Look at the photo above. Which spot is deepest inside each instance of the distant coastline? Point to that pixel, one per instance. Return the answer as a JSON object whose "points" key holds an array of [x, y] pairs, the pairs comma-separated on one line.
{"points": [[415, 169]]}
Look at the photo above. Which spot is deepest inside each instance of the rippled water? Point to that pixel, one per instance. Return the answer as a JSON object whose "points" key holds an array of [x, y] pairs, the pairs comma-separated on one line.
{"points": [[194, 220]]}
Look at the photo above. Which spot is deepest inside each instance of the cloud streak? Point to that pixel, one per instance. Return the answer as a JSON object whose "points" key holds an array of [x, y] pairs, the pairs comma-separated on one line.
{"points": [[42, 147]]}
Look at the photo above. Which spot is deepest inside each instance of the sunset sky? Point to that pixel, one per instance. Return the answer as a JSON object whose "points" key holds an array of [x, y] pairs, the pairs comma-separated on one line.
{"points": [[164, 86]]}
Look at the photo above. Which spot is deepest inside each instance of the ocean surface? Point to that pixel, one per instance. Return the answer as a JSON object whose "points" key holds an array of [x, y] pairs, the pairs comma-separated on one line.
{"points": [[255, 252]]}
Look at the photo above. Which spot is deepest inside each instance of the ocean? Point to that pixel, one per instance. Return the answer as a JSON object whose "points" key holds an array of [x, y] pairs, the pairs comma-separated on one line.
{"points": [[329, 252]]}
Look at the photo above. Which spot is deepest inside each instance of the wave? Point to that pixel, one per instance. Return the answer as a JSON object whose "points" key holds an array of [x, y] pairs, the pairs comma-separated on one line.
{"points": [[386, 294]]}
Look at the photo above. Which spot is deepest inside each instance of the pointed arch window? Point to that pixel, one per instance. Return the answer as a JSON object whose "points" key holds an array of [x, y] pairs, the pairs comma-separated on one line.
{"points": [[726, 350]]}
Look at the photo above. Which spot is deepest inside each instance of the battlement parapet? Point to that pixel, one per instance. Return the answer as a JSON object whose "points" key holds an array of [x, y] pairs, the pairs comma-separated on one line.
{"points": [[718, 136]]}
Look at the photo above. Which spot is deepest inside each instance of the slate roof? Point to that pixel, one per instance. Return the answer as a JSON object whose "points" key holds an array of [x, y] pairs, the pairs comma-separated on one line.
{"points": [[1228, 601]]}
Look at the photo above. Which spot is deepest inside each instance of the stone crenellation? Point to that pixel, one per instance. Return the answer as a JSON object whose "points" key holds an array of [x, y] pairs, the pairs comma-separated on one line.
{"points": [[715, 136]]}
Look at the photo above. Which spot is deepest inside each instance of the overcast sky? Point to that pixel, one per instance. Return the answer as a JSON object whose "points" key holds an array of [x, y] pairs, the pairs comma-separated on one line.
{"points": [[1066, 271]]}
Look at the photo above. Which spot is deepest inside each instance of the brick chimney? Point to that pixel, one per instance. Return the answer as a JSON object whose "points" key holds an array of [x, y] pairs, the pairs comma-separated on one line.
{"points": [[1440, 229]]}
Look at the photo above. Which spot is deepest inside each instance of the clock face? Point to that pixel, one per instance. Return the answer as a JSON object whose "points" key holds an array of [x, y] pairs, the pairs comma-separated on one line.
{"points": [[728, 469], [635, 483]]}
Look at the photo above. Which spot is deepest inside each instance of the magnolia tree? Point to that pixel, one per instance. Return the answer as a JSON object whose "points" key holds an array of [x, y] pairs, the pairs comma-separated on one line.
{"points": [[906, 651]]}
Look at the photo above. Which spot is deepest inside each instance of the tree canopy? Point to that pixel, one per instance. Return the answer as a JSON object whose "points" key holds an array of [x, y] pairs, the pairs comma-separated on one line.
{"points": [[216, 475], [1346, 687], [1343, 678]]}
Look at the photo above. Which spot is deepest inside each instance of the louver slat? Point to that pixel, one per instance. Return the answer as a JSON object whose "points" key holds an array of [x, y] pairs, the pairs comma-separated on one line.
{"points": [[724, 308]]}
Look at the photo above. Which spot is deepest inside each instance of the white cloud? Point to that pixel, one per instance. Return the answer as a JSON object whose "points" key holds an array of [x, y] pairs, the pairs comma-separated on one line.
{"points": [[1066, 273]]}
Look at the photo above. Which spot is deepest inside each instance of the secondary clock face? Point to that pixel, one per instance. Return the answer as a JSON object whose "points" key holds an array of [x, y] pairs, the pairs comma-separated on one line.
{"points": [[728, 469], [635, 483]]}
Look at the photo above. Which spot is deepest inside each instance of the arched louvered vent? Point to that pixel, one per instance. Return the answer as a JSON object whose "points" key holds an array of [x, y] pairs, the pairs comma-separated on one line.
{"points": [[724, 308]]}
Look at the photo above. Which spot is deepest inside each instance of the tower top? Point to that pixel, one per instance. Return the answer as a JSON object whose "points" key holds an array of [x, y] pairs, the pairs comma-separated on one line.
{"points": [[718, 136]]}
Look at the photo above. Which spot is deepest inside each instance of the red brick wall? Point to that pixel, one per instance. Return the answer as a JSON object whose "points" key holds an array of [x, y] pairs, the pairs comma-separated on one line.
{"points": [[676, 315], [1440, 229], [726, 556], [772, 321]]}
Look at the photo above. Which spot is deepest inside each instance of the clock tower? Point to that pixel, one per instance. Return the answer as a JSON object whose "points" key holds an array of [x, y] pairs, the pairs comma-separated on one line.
——
> WHAT IS BEING ASKED: Could you transcribe the records in full, exactly?

> RIGHT ANSWER:
Look at the photo above. Which spot is deepest inside each instance of the distant coastline? Point to that pixel, one per instance. Return the answer as a JSON object whose "points" key holds an array of [x, y] pairs, the pairs comma-separated on one line.
{"points": [[415, 169]]}
Look at the photo above. Which spot is deepest inside each instance of the rippled water? Point to that pixel, one per instance. Return the answer as a JSON object whose "points" key holds an array of [x, y] pairs, the pairs comma-separated on one line.
{"points": [[194, 220]]}
Look at the photo above. Which spot is deepest inside each instance of the cloud streak? Point to that pixel, one per instance. Return the answer as a JSON object whose "points" key holds an array of [x, y] pairs, the pairs comma-separated on one line.
{"points": [[42, 147]]}
Look at the photo above. Which spot is deepest inside each instance of the sunset sky? Point to that pixel, one per instance. Return the answer as a JSON object whose "points" key holds an array of [x, y] pairs, the pairs comma-separated on one line.
{"points": [[164, 86]]}
Look at the photo above. Which spot is deepest inside each instance of the ocean surface? Point to that pixel, one per instance. Return the answer as a JSON object whose "points" key holds an array of [x, y] pairs, the pairs comma-separated on one line.
{"points": [[255, 252]]}
Look at the photo above. Which spot is deepest inside each instance of the ocean? Point to that pixel, one per instance. Return the answer as a JSON object whose "points" key holds an array of [x, y] pairs, the pairs comma-separated on one line.
{"points": [[329, 252]]}
Look at the photo above. Which spot is deepest inside each instance of the wave? Point to that pixel, one per instance. Return the answer as a JSON object whose "points" key holds an array of [x, y] pairs, the pairs comma-separated on one line.
{"points": [[386, 294]]}
Look at the photo above. Which spot is deepest inside each instance of the pointed arch window? Point to that pixel, one per instance. Return the answer as a JSON object whose "points" key holds an array of [x, y] pairs, the pairs comma-separated on one line.
{"points": [[726, 350]]}
Look at the photo above. Which spot is deepest inside each instance of the battlement parapet? Point to that pixel, one per instance. Return the answer as a JSON object whose "points" key holds an array of [x, y] pairs, the pairs comma-separated on one line.
{"points": [[718, 136]]}
Look at the photo above. Which spot is deepest inside each instance of the slate roof? Point to that pixel, one per instance. Return the answer as a JSON object whose "points" key holds an array of [x, y] pairs, the pairs comma-separated on one line.
{"points": [[1228, 601]]}
Look at the photo above. Which spot is deepest inside each instance of the stone crenellation? Point to that pixel, one per instance. Return the answer as a JSON object whose "points" key holds an array of [x, y] pairs, the pairs comma-separated on one line.
{"points": [[715, 136]]}
Look at the photo above. Which spot is deepest inside each instance of the overcast sky? Point to that pixel, one per instance. Return the answer as a JSON object whose "points" key holds an array of [x, y] pairs, the pairs comma-separated on one line.
{"points": [[1066, 271]]}
Look at the photo above. Which spot is deepest inside each instance of the brick chimney? Point to that pixel, one per instance. Return the answer as a JSON object whose "points" key holds an array of [x, y] pairs, the pairs comma-separated on one line.
{"points": [[1440, 229]]}
Look at the photo above. Which spot is deepest inside each instance of the clock face? Point to that pixel, one per instance. Return the answer as a JSON object whose "points" key holds an array of [x, y] pairs, the pairs comma-separated on one line.
{"points": [[728, 469], [635, 483]]}
Look at the photo above. Which spot is deepest inside each instance of the magnolia tree? Point to that pixel, one per instance. Return the answer as a JSON object whose "points" key holds an array of [x, y] pairs, the pairs comma-separated on one line.
{"points": [[906, 651]]}
Look at the photo above. Which spot is deepest inside each instance of the tree canopy? Point to that pixel, one per instance. Return the answer as a JSON object whose "points" key holds an array of [x, y] pairs, the pairs comma-separated on one line.
{"points": [[216, 475], [1346, 687], [1343, 678]]}
Look at the photo above. Which spot is deepest inside each instance of the louver slat? Point to that pixel, one per instance. Return the answer as a JSON object whose "points" key holds an array of [x, y] pairs, the pairs comma-separated on one line.
{"points": [[724, 308]]}
Look at the photo above. Which spot is deepest inside each instance of the white cloud? Point to that pixel, one per instance. Return the answer as a JSON object whose "points" key holds an array of [x, y] pairs, the pairs comma-separated on one line.
{"points": [[1066, 273]]}
Look at the photo above. Which spot is deepest inside each instance of the secondary clock face? Point to that pixel, one per instance. Return the answer as a JSON object whose "points" key holds an array of [x, y] pairs, the pairs comma-separated on one line.
{"points": [[728, 469], [635, 483]]}
Look at the photo above. Which spot is deepest inside each instance of the arched louvered vent? Point to that pixel, one per instance. Return the answer as a JSON object whose "points" key holds an array of [x, y] pairs, the pairs comma-separated on one line.
{"points": [[724, 308]]}
Look at the photo above. Which spot is deepest inside each instance of the tower top? Point to that pixel, one per instance. Return the answer as a JSON object whose "points" key holds an array of [x, y] pairs, the pairs comma-separated on one line.
{"points": [[718, 136]]}
Look at the photo above. Which spot is deepest inside each instance of the red brick wall? Point to that pixel, one per instance. Return the answer as a JSON object whose "points" key holds an array of [x, y] pairs, the pairs comma-separated on one line.
{"points": [[676, 315], [1440, 229], [726, 556], [772, 321]]}
Look at the photo above. Which spot is deepest inside each instance of the clock tower? Point to that pixel, one per instance. Return the answer as a JSON object whose "points" key holds an array of [x, y] pairs, the pairs comma-separated on one line.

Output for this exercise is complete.